DO THIS - Copy out every line in the records below that contains the word "person".

MATERIAL FOR THE TASK -
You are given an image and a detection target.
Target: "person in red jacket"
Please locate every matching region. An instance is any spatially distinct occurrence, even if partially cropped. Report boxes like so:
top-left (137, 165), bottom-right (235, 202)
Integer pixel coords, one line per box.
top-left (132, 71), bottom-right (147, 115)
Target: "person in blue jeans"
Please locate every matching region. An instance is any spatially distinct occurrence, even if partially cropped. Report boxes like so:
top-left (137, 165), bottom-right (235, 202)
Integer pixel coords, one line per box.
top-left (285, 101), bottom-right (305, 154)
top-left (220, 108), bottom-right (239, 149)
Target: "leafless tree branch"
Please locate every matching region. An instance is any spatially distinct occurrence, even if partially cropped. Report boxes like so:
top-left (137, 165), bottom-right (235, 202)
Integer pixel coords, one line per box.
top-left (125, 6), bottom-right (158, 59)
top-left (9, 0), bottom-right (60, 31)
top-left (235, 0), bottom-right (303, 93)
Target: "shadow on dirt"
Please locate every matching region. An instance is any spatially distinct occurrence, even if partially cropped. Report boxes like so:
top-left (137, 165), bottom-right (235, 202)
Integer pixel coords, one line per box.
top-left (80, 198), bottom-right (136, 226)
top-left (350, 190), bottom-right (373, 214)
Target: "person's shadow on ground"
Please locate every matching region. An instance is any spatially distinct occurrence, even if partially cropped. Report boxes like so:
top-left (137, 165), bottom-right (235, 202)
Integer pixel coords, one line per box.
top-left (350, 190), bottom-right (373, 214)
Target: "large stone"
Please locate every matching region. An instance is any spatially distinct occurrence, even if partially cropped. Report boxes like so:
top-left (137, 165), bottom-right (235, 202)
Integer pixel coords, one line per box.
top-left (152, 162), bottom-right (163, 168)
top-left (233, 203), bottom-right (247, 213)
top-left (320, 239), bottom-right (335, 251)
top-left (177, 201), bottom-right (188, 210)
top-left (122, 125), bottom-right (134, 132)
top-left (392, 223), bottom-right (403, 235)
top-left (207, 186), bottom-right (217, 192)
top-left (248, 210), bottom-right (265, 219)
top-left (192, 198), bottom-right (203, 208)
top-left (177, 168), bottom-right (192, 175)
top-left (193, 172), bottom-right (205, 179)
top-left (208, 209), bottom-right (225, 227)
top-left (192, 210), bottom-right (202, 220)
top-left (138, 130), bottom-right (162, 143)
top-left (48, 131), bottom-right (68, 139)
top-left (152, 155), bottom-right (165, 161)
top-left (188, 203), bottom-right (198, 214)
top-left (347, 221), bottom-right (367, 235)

ANSWER FOR THE TASK -
Target: "person in red jacket"
Target: "person in blue jeans"
Target: "person's shadow on ground"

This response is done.